## Task
Please return everything in the entries from the line containing "Can you spot any winglet?" down to the line containing "[0,0,608,117]", unchanged and with both of those lines included.

## Rows
** Begin **
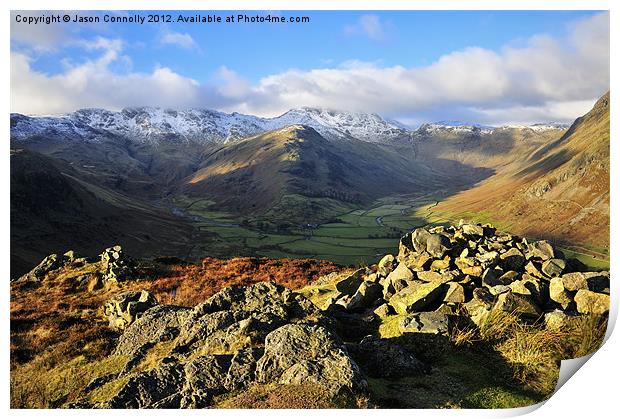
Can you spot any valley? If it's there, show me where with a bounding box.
[11,98,609,277]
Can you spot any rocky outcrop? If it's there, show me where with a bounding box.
[311,222,609,334]
[99,245,134,282]
[81,282,366,408]
[59,223,609,408]
[103,290,157,330]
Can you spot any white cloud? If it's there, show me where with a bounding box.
[11,38,201,114]
[160,30,198,49]
[11,13,609,124]
[11,11,69,52]
[344,15,386,41]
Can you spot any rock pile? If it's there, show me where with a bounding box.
[11,250,85,282]
[103,290,157,330]
[88,282,367,408]
[99,245,133,282]
[310,222,609,334]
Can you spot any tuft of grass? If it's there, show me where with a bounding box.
[11,356,127,409]
[215,384,356,409]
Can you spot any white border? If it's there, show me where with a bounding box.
[0,0,620,419]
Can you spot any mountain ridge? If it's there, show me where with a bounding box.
[11,106,565,144]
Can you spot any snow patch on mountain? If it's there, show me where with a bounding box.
[11,107,410,143]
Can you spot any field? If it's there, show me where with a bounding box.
[172,195,434,265]
[167,191,609,269]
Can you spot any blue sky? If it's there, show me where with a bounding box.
[11,11,609,124]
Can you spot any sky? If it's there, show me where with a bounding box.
[10,11,609,125]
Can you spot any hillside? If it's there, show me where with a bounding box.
[434,93,610,266]
[11,224,610,409]
[11,149,192,278]
[183,125,480,223]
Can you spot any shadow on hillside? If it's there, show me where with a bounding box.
[328,307,545,408]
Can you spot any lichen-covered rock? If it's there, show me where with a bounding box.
[398,311,449,335]
[377,255,396,276]
[493,291,542,320]
[389,281,445,314]
[411,228,431,253]
[461,224,484,237]
[426,234,452,259]
[443,282,465,303]
[527,240,555,261]
[545,310,578,331]
[335,269,364,295]
[256,324,367,395]
[99,245,134,282]
[575,290,609,314]
[103,290,157,330]
[114,305,191,355]
[349,336,430,378]
[500,247,525,271]
[542,259,566,278]
[549,277,573,310]
[463,288,495,326]
[17,253,63,282]
[105,364,184,409]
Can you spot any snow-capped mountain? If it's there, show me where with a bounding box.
[415,121,568,136]
[11,107,410,143]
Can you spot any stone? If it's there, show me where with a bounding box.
[256,324,367,396]
[476,251,499,269]
[525,260,544,278]
[585,272,609,294]
[545,310,578,331]
[377,255,396,276]
[373,303,393,319]
[349,335,429,379]
[106,364,185,409]
[426,234,452,259]
[62,250,77,263]
[549,277,573,310]
[417,271,456,283]
[344,281,383,310]
[542,259,566,278]
[482,267,518,287]
[509,274,542,304]
[443,282,465,303]
[411,228,431,253]
[398,311,448,335]
[406,252,433,271]
[389,282,445,314]
[528,240,555,261]
[454,258,476,271]
[493,291,542,320]
[575,290,609,315]
[431,259,450,271]
[334,269,364,295]
[562,272,588,291]
[17,253,63,282]
[224,348,264,391]
[500,247,525,271]
[103,290,157,330]
[461,266,484,278]
[461,224,484,237]
[99,245,134,282]
[387,262,414,282]
[487,285,510,295]
[463,288,495,326]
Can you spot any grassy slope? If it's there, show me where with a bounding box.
[432,94,609,265]
[11,150,197,277]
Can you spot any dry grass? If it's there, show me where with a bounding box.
[451,311,607,395]
[215,384,358,409]
[11,258,342,408]
[150,257,343,306]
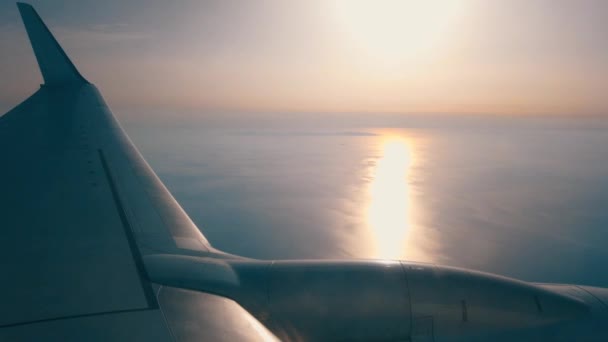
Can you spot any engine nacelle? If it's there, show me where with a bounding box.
[145,255,590,341]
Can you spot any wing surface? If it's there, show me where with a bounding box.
[0,3,264,341]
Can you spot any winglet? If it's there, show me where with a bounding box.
[17,2,89,86]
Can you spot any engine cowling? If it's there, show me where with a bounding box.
[145,255,590,341]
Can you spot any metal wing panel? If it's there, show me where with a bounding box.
[0,88,150,325]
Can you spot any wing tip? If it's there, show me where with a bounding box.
[17,2,89,85]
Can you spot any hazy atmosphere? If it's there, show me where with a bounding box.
[0,0,608,286]
[0,0,608,117]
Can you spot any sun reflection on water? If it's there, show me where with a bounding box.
[367,136,412,259]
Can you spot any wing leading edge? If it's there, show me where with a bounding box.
[0,3,270,341]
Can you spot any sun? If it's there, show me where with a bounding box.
[330,0,466,63]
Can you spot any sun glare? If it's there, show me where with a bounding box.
[367,138,411,259]
[332,0,464,63]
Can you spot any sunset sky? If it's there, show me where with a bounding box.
[0,0,608,115]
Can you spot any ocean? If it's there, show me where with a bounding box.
[123,117,608,286]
** End **
## Completed exercise
Can you spot any winglet? If it's there, show me where with a bounding box.
[17,2,89,86]
Can you spot any engine cowling? If it's there, show me where with a bounding box.
[145,255,590,341]
Can you spot any metal wing panel? If it's there, show me where with a bounding box.
[0,88,150,325]
Can you spot any wing tip? If it's there, show me where with a bounding box.
[17,2,89,85]
Can you spot any hazy atmosphere? If it's there, show me where with a bounding box.
[0,0,608,286]
[0,0,608,117]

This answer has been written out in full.